PROMPT
Copy out each line below that has the word "water" in it.

[ENTRIES SHOWN Boundary: Start]

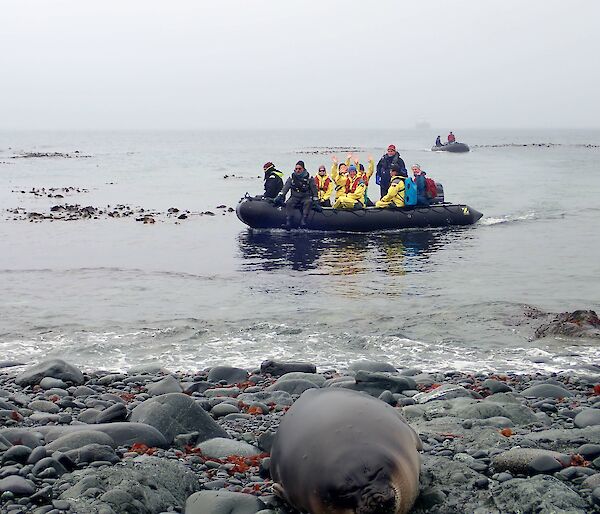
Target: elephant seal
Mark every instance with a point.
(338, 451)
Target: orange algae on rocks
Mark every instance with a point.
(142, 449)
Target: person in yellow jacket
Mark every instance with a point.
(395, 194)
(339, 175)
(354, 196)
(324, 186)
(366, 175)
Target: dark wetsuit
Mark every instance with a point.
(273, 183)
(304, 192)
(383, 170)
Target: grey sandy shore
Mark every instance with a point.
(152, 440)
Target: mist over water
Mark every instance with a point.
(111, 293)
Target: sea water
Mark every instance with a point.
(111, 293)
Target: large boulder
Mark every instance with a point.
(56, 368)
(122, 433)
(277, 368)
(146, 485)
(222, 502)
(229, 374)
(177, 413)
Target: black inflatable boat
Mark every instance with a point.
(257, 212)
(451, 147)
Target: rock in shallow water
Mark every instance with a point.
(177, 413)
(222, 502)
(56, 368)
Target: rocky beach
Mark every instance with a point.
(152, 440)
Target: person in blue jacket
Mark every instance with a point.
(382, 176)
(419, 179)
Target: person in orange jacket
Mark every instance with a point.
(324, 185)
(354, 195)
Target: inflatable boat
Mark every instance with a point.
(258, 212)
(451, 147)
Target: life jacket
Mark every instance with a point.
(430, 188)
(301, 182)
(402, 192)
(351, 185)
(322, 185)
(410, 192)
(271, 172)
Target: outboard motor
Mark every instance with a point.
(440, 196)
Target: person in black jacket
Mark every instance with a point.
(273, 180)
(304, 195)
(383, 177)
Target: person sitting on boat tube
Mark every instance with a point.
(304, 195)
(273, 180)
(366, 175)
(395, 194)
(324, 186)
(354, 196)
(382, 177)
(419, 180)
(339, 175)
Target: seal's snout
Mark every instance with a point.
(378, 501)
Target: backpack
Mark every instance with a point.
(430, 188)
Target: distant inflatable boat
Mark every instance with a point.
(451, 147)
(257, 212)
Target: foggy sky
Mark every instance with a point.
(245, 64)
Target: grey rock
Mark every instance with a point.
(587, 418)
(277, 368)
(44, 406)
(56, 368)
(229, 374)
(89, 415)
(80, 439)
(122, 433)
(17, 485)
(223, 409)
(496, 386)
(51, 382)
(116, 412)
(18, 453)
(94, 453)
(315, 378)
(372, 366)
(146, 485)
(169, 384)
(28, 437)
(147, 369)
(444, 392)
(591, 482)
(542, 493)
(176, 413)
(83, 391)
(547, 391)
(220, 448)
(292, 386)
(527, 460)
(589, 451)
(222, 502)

[ENTRIES SHOWN Boundary: End]
[ENTRIES SHOWN Boundary: Start]

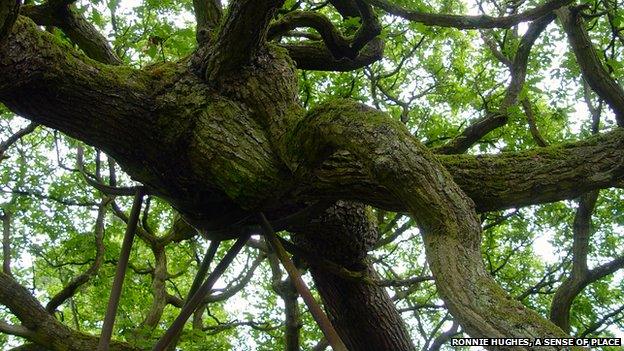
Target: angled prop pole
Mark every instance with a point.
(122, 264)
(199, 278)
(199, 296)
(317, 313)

[ENTRIES SHOWN Boundary: End]

EXPECTED OUTPUT
Target: mist over water
Target: sea water
Target: rock in shallow water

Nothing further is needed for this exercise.